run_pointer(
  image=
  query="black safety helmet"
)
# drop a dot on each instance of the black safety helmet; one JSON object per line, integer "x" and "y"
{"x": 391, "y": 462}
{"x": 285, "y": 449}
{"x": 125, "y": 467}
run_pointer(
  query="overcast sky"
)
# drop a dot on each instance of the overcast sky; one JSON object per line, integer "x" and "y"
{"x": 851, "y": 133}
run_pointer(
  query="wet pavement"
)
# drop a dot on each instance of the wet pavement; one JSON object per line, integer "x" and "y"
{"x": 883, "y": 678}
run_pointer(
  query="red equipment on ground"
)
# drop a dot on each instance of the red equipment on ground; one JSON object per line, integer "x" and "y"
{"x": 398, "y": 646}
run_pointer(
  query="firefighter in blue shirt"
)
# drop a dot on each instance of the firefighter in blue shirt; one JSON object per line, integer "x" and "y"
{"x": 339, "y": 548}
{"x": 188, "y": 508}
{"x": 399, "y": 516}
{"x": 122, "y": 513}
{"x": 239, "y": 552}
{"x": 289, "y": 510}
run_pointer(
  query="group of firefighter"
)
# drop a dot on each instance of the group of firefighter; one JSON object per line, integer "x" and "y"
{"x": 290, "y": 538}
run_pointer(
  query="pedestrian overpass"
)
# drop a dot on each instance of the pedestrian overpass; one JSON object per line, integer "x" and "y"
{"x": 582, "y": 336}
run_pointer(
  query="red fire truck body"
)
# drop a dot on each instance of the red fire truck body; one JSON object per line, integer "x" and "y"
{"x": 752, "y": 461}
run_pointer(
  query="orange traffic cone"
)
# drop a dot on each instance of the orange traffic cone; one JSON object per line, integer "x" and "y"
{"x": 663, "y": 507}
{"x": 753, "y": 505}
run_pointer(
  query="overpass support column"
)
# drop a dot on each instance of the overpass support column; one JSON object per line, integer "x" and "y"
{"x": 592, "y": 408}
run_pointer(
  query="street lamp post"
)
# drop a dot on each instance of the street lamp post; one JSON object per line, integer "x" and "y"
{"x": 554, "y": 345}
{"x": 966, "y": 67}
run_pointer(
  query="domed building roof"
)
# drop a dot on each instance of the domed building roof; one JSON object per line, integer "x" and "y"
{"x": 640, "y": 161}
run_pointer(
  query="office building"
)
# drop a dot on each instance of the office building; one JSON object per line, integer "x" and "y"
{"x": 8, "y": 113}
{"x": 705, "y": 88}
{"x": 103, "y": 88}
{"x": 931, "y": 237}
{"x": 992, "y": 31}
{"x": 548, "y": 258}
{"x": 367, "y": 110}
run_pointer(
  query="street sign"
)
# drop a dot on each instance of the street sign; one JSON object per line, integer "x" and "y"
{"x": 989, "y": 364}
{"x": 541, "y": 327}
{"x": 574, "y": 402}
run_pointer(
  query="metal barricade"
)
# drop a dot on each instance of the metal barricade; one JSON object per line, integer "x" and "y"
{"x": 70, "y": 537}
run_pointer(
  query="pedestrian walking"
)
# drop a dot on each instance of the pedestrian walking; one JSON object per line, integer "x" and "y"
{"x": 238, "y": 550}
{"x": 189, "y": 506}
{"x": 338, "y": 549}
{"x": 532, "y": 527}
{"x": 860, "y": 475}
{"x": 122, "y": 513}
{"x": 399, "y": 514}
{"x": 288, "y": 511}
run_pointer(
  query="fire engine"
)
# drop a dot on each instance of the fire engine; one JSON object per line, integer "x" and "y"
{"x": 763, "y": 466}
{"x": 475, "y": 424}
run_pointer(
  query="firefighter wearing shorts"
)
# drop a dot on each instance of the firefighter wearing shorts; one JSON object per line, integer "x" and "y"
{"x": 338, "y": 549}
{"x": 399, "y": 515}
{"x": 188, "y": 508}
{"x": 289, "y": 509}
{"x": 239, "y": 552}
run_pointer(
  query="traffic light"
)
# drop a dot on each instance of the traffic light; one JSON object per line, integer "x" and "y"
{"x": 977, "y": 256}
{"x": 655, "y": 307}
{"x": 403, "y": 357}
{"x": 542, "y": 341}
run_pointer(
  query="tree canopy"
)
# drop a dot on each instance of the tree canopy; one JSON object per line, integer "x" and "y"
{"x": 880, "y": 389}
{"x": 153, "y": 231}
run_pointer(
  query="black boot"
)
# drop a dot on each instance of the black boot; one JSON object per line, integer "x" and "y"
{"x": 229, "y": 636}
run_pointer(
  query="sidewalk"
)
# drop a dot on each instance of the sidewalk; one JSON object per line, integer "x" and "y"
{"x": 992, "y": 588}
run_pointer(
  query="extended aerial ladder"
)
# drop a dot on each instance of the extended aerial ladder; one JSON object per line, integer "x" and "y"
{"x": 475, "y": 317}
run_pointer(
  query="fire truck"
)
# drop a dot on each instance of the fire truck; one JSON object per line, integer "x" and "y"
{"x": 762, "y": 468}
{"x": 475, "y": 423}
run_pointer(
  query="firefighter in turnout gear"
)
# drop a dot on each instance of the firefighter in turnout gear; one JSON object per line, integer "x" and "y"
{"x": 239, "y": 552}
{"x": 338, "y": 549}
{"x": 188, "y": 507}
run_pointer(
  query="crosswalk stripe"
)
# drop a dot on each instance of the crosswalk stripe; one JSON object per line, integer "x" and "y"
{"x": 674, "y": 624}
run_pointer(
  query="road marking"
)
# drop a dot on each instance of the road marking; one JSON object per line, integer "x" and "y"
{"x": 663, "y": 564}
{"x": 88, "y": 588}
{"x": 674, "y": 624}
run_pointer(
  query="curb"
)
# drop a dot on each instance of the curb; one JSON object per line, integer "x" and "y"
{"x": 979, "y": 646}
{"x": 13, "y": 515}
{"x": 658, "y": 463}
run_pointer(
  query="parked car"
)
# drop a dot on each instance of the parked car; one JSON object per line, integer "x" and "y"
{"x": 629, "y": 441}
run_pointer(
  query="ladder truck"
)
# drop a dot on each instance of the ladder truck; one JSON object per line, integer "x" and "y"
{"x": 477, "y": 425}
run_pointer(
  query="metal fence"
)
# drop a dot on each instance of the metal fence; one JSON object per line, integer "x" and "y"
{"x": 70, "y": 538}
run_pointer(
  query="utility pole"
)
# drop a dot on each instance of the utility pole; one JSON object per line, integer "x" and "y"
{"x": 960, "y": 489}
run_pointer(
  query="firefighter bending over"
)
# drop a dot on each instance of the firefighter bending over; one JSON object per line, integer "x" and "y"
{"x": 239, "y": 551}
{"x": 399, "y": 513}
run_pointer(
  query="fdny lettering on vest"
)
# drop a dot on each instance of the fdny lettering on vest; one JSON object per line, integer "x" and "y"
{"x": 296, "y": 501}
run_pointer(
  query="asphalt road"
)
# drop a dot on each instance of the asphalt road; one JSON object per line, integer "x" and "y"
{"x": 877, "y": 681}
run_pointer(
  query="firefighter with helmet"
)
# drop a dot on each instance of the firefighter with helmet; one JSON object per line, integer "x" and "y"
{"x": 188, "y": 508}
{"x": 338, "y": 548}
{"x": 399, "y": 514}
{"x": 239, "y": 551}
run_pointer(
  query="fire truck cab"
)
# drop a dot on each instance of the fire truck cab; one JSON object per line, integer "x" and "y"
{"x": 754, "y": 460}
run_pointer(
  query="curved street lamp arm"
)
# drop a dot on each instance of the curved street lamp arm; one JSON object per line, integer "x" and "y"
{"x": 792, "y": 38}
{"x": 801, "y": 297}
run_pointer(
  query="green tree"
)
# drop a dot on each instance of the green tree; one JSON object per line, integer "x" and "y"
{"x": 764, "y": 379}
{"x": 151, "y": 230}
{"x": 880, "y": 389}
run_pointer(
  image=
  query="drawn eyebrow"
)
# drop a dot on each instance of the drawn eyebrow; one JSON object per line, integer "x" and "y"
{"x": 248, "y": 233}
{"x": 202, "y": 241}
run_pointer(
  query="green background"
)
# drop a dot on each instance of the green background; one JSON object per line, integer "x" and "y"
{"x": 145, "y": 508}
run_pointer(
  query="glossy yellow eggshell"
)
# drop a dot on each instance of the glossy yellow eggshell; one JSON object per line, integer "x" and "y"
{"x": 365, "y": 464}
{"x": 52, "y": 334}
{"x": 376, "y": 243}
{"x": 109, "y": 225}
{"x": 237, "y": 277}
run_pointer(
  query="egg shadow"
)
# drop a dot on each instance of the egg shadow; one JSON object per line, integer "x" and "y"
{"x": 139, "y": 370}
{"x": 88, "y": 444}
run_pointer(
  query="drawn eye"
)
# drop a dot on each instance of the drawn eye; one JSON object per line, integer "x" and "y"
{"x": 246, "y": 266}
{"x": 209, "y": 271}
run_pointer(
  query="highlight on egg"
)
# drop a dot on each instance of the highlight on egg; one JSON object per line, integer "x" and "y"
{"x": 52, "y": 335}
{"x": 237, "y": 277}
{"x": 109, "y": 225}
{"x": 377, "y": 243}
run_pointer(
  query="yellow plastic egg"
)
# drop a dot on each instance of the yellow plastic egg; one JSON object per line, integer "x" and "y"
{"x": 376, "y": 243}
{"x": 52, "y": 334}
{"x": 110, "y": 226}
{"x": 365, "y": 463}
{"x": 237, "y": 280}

━━━━━━━━

Select each line of the items that contains the string "body" and copy it out.

Output of the task:
  query="red fire truck body"
# drop a dot on each instance of the red fire truck body; one JSON object per line, integer "x" and "y"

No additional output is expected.